● Task prompt
Tally the lines of the data that include the word "white" and state the total, nothing else.
++++ Material supplied
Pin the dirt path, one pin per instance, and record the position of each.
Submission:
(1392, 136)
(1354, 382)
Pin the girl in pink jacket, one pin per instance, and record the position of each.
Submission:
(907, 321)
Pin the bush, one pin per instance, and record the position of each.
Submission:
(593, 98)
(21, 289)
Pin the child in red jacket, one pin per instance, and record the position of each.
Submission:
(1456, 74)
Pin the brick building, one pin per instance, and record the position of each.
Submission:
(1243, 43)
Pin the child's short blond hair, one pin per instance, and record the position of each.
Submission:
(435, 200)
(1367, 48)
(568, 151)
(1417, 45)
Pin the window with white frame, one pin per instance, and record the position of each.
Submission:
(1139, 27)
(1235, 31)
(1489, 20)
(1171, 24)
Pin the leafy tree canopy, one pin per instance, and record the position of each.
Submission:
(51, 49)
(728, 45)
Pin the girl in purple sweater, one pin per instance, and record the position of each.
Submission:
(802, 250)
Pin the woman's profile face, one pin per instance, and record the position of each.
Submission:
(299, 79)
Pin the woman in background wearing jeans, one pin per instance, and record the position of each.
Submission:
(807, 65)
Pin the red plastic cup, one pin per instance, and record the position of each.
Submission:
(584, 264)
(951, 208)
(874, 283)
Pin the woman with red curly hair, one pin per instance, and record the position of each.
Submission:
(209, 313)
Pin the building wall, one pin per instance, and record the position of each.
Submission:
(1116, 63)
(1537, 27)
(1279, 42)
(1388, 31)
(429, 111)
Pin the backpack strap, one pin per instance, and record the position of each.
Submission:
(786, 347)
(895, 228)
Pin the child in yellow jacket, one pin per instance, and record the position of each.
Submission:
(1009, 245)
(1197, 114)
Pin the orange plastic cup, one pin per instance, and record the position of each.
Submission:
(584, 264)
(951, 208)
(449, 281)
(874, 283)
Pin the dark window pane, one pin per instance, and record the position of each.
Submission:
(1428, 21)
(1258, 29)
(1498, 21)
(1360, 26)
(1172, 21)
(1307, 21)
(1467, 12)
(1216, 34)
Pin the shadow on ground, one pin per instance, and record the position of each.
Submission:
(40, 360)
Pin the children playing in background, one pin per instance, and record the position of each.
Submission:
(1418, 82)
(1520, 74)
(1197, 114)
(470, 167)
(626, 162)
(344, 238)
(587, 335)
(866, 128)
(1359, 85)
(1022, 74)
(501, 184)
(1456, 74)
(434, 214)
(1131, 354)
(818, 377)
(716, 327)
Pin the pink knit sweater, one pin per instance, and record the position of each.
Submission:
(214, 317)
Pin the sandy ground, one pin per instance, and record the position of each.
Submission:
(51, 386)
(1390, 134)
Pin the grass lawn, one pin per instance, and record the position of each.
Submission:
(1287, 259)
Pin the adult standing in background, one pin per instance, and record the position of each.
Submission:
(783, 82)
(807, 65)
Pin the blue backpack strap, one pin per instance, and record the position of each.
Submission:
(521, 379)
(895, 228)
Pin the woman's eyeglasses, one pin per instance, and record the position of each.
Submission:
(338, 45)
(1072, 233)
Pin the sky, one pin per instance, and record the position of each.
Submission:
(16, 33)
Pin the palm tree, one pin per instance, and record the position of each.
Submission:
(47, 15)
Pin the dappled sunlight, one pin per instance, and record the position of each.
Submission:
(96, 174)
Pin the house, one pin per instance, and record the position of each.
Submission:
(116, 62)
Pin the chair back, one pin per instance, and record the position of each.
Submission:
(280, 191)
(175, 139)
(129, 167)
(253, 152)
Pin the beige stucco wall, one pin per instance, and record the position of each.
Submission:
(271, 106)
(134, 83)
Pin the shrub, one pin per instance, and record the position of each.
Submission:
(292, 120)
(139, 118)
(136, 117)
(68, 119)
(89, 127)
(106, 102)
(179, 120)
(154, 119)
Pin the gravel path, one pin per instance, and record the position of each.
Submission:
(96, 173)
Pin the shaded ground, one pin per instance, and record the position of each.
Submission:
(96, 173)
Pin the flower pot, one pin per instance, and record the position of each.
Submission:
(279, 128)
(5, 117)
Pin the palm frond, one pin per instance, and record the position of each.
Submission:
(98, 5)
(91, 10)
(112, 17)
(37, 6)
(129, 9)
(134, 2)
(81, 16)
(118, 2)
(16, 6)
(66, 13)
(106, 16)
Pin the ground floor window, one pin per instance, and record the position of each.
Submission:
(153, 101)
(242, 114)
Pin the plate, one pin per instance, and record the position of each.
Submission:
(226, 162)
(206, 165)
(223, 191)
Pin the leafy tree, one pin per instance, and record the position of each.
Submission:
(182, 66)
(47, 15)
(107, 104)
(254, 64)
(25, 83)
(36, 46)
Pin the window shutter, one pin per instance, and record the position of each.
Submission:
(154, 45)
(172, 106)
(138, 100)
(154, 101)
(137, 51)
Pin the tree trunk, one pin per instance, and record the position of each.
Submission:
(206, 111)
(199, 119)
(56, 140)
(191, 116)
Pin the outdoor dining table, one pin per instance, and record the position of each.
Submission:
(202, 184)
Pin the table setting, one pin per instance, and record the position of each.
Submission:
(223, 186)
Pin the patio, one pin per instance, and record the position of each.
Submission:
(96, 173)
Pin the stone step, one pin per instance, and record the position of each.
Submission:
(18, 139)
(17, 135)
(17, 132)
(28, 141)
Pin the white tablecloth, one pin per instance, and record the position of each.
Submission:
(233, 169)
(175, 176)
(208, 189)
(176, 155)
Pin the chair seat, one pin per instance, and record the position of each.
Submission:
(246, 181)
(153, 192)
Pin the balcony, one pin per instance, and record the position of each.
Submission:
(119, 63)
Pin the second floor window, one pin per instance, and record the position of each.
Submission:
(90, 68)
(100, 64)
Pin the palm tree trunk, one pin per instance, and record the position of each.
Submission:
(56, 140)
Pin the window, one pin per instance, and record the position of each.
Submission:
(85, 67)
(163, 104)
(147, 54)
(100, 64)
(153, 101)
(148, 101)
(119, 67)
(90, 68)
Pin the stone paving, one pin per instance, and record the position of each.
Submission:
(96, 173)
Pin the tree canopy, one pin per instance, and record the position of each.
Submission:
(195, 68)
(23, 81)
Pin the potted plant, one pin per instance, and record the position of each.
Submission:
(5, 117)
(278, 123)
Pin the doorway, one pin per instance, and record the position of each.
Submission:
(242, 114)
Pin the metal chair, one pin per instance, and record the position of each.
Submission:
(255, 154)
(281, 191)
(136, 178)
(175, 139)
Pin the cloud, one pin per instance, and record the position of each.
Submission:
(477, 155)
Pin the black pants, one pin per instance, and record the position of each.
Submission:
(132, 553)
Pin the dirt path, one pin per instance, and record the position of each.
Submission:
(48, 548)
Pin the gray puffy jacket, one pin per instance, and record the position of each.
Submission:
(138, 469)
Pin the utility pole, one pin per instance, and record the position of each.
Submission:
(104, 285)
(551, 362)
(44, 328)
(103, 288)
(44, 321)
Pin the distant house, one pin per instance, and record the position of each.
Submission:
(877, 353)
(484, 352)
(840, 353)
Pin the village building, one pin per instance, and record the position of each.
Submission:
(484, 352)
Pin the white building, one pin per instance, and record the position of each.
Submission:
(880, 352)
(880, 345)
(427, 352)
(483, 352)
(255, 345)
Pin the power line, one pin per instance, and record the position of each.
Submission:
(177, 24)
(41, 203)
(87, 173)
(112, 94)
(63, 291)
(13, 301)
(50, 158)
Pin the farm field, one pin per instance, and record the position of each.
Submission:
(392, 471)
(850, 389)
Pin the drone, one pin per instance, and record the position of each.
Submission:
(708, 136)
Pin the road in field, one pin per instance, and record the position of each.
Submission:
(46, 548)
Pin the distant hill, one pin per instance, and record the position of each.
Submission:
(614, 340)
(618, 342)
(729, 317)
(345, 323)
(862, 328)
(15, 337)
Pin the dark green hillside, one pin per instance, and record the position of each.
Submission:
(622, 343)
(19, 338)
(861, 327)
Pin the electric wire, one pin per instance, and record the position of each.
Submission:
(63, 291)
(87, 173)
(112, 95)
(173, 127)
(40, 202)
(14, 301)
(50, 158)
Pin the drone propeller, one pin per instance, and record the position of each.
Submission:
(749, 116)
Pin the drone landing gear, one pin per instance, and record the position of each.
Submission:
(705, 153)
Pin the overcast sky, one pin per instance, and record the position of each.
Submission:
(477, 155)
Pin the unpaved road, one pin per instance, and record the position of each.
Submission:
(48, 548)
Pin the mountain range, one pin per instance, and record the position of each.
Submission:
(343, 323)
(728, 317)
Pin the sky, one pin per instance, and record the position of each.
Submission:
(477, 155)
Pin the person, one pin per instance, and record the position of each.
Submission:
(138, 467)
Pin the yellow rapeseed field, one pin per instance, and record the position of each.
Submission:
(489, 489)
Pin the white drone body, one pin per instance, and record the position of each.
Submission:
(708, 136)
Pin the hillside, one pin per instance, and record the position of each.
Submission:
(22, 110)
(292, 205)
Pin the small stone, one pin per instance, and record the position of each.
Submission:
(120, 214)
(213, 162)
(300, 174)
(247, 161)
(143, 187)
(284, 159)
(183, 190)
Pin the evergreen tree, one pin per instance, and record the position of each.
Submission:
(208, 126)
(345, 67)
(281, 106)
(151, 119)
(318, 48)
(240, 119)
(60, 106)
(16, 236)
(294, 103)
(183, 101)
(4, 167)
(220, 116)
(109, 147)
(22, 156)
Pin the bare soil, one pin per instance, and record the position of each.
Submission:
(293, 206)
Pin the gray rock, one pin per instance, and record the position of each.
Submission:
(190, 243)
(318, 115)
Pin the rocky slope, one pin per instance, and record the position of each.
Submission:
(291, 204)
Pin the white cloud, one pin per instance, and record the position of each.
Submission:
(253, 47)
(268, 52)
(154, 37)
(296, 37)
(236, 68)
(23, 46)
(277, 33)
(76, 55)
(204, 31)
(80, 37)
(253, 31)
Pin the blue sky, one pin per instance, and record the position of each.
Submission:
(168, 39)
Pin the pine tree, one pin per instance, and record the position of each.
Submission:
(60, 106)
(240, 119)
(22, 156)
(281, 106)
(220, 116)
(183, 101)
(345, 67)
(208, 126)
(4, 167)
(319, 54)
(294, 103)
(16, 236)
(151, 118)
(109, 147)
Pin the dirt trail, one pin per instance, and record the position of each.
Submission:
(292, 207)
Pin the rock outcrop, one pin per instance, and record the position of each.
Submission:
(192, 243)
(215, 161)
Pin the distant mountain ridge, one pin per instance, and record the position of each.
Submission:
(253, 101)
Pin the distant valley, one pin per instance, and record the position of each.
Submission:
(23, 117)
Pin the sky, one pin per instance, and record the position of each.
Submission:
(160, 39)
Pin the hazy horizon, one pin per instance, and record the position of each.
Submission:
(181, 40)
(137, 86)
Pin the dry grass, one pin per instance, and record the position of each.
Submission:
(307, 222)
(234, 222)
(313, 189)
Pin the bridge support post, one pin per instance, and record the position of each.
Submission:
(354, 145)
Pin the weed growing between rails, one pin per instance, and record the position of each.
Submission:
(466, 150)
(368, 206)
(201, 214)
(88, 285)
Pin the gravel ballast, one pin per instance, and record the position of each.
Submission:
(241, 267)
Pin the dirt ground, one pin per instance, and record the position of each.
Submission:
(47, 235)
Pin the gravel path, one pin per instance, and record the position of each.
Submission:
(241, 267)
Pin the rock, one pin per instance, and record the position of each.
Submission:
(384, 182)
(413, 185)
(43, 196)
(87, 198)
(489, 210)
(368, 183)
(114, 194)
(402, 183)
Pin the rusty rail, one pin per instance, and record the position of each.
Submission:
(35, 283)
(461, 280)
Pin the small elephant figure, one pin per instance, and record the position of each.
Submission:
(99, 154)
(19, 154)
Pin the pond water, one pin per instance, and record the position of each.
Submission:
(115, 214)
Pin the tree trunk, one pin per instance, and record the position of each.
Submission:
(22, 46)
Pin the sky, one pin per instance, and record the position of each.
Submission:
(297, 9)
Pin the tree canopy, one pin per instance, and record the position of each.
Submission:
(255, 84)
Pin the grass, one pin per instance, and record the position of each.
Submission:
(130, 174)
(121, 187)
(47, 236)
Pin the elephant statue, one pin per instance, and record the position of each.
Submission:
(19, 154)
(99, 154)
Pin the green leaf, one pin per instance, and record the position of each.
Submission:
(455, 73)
++++++++
● Reply
5